→ GOAL: Update the material below by replacing "separate line" with "line of its own" wherever it occurs. Keep everything else the same.

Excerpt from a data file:
════════════════

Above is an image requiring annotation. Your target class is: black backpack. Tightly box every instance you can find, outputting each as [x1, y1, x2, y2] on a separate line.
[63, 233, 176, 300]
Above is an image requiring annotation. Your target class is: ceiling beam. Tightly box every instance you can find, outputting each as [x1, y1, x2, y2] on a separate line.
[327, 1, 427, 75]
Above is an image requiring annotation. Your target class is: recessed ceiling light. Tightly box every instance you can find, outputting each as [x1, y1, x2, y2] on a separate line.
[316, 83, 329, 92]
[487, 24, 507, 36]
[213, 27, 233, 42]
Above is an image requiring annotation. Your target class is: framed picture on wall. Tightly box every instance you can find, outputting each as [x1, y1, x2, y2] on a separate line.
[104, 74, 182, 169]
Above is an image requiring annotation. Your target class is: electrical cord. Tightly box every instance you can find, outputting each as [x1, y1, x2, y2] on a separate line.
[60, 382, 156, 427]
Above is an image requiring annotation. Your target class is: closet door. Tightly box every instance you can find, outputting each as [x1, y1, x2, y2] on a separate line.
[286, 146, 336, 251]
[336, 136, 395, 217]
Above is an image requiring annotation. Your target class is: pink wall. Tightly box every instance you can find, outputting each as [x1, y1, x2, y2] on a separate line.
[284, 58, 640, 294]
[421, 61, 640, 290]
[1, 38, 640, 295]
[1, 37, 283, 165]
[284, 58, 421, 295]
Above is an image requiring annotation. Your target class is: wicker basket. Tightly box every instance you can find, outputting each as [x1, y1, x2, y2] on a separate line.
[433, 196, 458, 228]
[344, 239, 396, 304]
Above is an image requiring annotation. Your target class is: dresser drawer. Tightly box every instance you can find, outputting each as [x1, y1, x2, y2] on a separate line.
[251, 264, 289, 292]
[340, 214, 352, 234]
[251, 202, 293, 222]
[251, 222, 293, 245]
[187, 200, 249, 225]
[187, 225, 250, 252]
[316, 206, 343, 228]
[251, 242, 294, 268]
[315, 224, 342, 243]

════════════════

→ RESPONSE TO THE TASK:
Above is an image requiring annotation. Your target class is: black backpack. Tightly box every instance you can find, outputting each as [x1, y1, x2, y2] on a line of its own.
[63, 233, 176, 300]
Above is an image requiring annotation. Your target class is: ceiling beam. Tightly box every instance you can find, outputting each as [x1, y1, x2, y2] on a line of its own.
[327, 1, 427, 75]
Above is an image requiring annotation. Your target class is: recessed ceiling light. Tightly box every instance you can find, outputting each as [x1, y1, x2, y2] on a line of its own.
[316, 83, 329, 92]
[487, 24, 507, 36]
[213, 27, 233, 42]
Above is an image requiring annotation. Your target class is: framed picture on wall. Tightly box every instance you can find, outputting each as [x1, y1, x2, y2] on a line of its own.
[104, 74, 182, 169]
Above is an image requiring annotation. Your target class is: electrical cord. Tightly box every instance you can find, outputting each as [x1, y1, x2, y2] on a line of its own.
[60, 382, 156, 427]
Above is an image requiring annotation. Your target class is: closet door. Tightly box every instance you can find, outputting each as [x1, y1, x2, y2] on a line of its own.
[286, 146, 336, 251]
[336, 136, 395, 217]
Above is an image requiring annotation. Your target class is: pink wall. Tightly box every instance you can find, outputting each as [x1, y1, x2, y2] on a line of its own.
[284, 58, 640, 294]
[421, 61, 640, 290]
[1, 38, 640, 295]
[1, 37, 283, 165]
[284, 58, 421, 295]
Above is an image requiring annotation. Your target class is: wicker basket. Tightly box every instance you can find, outputting each as [x1, y1, x2, y2] on a line of its own.
[433, 196, 458, 228]
[344, 239, 396, 304]
Above is an image requiring annotation. Your target class is: dresser drawer. Tightly box every instance you can find, outputting each as [x1, y1, x2, y2] on a line of its own.
[251, 264, 289, 292]
[340, 214, 352, 234]
[251, 202, 293, 222]
[251, 222, 293, 245]
[187, 200, 249, 225]
[187, 225, 250, 252]
[316, 206, 343, 228]
[251, 242, 294, 268]
[315, 224, 342, 243]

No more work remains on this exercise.